Given instruction
Return every line of the records below verbatim, omitting the pictures from your answer.

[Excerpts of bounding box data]
=-=-=

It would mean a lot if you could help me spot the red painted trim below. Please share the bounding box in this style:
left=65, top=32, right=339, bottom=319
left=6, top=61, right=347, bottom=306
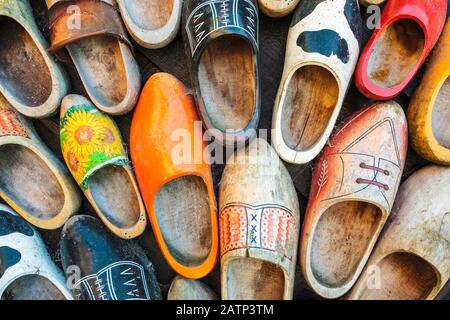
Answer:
left=355, top=0, right=447, bottom=100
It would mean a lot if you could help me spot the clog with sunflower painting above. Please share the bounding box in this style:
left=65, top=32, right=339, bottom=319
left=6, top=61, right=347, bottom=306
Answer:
left=60, top=95, right=147, bottom=239
left=0, top=94, right=81, bottom=229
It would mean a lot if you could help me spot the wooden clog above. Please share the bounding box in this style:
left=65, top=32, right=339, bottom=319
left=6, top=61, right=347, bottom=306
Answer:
left=272, top=0, right=362, bottom=164
left=0, top=94, right=81, bottom=229
left=355, top=0, right=447, bottom=100
left=117, top=0, right=182, bottom=49
left=46, top=0, right=141, bottom=115
left=0, top=0, right=69, bottom=118
left=60, top=215, right=161, bottom=300
left=347, top=165, right=450, bottom=300
left=183, top=0, right=261, bottom=146
left=408, top=20, right=450, bottom=165
left=167, top=276, right=217, bottom=300
left=0, top=204, right=73, bottom=300
left=258, top=0, right=300, bottom=18
left=359, top=0, right=386, bottom=7
left=60, top=95, right=147, bottom=239
left=219, top=138, right=300, bottom=300
left=130, top=73, right=218, bottom=279
left=300, top=101, right=408, bottom=299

=-=-=

Solution to this exercise
It would mean a lot if you could help me spot the red painted trim below. Please share the bounding box in this style:
left=65, top=32, right=339, bottom=319
left=6, top=61, right=347, bottom=306
Answer:
left=355, top=0, right=447, bottom=100
It would mean a lot if you could help me spot the clog with sunflower painting above. Please share the bounding box in this style:
left=65, top=32, right=339, bottom=319
left=6, top=61, right=347, bottom=306
Answer:
left=60, top=95, right=147, bottom=239
left=0, top=94, right=81, bottom=229
It would mean a lot if you could help me spot the wooden clog above. Please share the bounding box in this style:
left=65, top=32, right=339, bottom=319
left=6, top=61, right=347, bottom=306
Answer:
left=272, top=0, right=362, bottom=164
left=0, top=94, right=81, bottom=229
left=355, top=0, right=447, bottom=100
left=117, top=0, right=182, bottom=49
left=46, top=0, right=141, bottom=115
left=0, top=0, right=69, bottom=118
left=60, top=215, right=161, bottom=300
left=347, top=165, right=450, bottom=300
left=183, top=0, right=261, bottom=146
left=408, top=20, right=450, bottom=165
left=167, top=276, right=217, bottom=300
left=0, top=204, right=73, bottom=300
left=258, top=0, right=300, bottom=18
left=359, top=0, right=386, bottom=7
left=60, top=95, right=147, bottom=239
left=219, top=138, right=300, bottom=300
left=130, top=73, right=218, bottom=279
left=300, top=101, right=408, bottom=299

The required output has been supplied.